Fortunately for Joseph his guardian recognized this and helped him to escape to Uganda in December 1985, where he was to receive an education.

During his brief time as a soldier he learned many lessons: the cost of war and the importance of education.

War places a heavy cost on society. It not only destroys buildings, roads, the economy, leaving a country with huge debts, it extinguishes positive ideas about development and self-determination.

War grooms hostility, promotes a dependency syndrome, and reduces life expectancies in so many ways. This war environment influences habits and ideas. When falsehoods are repeated again and again, people begin to believe them.

“We blindly accepted what our commanders told us until one day they instructed us to attack a convoy from the nearby town of Torit. Believing that these soldiers were poorly armed, we attacked. Hundreds of our young soldiers went missing,” Joseph remembers.

He also learned the importance of education to personal, societal and even career development, even in the military. He has come to understand that there are no short cuts in life.

### Work to do
1. In the account of Joseph's time as a soldier, when did his guardian help him escape to Uganda?
2. Carry on the account of Joseph's lessons from war, starting after its last sentence.
The entries have no connection to the account of Joseph.

### Entries

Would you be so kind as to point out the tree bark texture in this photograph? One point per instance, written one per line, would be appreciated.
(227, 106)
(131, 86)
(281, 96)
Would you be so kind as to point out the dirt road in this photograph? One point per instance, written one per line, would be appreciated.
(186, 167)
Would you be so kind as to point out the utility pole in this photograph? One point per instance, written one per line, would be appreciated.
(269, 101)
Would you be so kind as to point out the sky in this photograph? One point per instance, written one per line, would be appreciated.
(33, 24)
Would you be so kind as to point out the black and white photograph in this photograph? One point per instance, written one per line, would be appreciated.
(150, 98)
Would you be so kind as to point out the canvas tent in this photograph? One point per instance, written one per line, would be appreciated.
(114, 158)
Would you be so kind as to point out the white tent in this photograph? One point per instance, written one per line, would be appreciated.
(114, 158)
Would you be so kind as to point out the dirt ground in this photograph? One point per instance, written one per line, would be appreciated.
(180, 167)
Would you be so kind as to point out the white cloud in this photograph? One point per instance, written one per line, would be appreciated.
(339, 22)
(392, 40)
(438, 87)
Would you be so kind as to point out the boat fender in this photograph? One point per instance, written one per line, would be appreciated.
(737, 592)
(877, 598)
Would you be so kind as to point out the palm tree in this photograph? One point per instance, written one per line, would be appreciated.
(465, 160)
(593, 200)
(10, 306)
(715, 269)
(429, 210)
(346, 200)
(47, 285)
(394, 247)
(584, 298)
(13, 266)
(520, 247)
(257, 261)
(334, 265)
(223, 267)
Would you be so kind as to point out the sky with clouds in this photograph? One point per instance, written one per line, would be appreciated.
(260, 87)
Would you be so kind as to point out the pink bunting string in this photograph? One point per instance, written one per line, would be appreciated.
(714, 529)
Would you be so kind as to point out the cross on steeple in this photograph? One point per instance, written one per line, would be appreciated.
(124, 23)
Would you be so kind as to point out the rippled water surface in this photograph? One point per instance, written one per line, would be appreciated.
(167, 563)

### Replies
1. In December 1985.

2.
Education teaches children not to accept everything they are told. But this, Joseph says, depends on the teachers. They look to adults as role models and adults should show children how to exercise their talent instead of deciding their future for them.

Nineteen years later, Joseph began working as the Education Officer for the Needs Service Education Agency (formerly the New Sudan Education Association).

In 2008, he began working for JRS helping refugees, forcefully displaced and other marginalized groups. It has become a priority for him because of his experiences.

“I have learned that true peace comes from the heart of a person,” Joseph says.


Joseph Mangbi is the Assistant Project Director in Yei town in southern Sudan.